--- REQUIREMENT ---
Pick out every line in the entries below that contains the word "rough" and copy each of those lines.
______
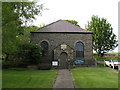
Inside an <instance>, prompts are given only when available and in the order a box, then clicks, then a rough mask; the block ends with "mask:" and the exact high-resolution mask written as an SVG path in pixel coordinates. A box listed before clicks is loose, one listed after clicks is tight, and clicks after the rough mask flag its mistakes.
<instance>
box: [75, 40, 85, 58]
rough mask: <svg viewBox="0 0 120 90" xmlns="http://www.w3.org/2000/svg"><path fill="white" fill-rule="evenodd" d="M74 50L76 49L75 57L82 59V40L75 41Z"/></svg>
mask: <svg viewBox="0 0 120 90" xmlns="http://www.w3.org/2000/svg"><path fill="white" fill-rule="evenodd" d="M75 51H76V58H77V59H83V58H84V45H83V43H82V42H77V43H76V45H75Z"/></svg>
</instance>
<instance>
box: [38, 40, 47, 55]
mask: <svg viewBox="0 0 120 90" xmlns="http://www.w3.org/2000/svg"><path fill="white" fill-rule="evenodd" d="M40 46H41V47H42V49H43V50H42V56H48V43H47V42H46V41H42V42H41V43H40Z"/></svg>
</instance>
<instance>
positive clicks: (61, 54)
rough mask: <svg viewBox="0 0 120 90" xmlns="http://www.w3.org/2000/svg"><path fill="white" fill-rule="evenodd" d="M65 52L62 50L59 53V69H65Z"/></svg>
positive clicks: (66, 66)
mask: <svg viewBox="0 0 120 90" xmlns="http://www.w3.org/2000/svg"><path fill="white" fill-rule="evenodd" d="M67 67H68V66H67V53H65V52H62V53H61V54H60V69H67Z"/></svg>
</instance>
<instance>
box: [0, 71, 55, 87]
mask: <svg viewBox="0 0 120 90" xmlns="http://www.w3.org/2000/svg"><path fill="white" fill-rule="evenodd" d="M56 73H57V71H55V70H26V69H5V70H3V76H2V79H3V82H2V85H3V86H2V87H3V88H52V86H53V83H54V80H55V77H56Z"/></svg>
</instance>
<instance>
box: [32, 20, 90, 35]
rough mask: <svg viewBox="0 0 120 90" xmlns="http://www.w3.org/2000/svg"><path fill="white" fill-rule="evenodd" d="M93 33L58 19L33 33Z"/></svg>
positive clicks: (40, 28)
mask: <svg viewBox="0 0 120 90" xmlns="http://www.w3.org/2000/svg"><path fill="white" fill-rule="evenodd" d="M34 32H36V33H37V32H38V33H91V34H92V32H90V31H87V30H84V29H82V28H80V27H78V26H76V25H73V24H71V23H69V22H67V21H64V20H58V21H56V22H53V23H51V24H49V25H47V26H45V27H42V28H40V29H38V30H36V31H33V32H31V33H34Z"/></svg>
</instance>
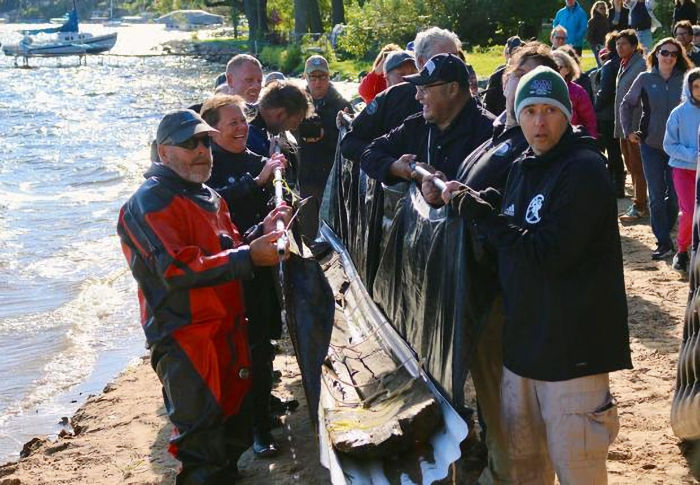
______
--- EXPECTED ANSWER ---
Inside an <instance>, prompts are given only when available and in the order a box, then clicks, then a rough mask; the block ends with "mask:" and the exact high-resolution mask written as an SVG path in pixel coordinates. A box listed before clicks is loose, one listed after clicks is tight, and clicks after the rough mask flag its mistakes.
rough mask: <svg viewBox="0 0 120 90" xmlns="http://www.w3.org/2000/svg"><path fill="white" fill-rule="evenodd" d="M74 50L76 49L75 57L82 59V40L75 41Z"/></svg>
rough mask: <svg viewBox="0 0 120 90" xmlns="http://www.w3.org/2000/svg"><path fill="white" fill-rule="evenodd" d="M65 52L62 50L59 53V69H65Z"/></svg>
rough mask: <svg viewBox="0 0 120 90" xmlns="http://www.w3.org/2000/svg"><path fill="white" fill-rule="evenodd" d="M93 33L58 19L33 33Z"/></svg>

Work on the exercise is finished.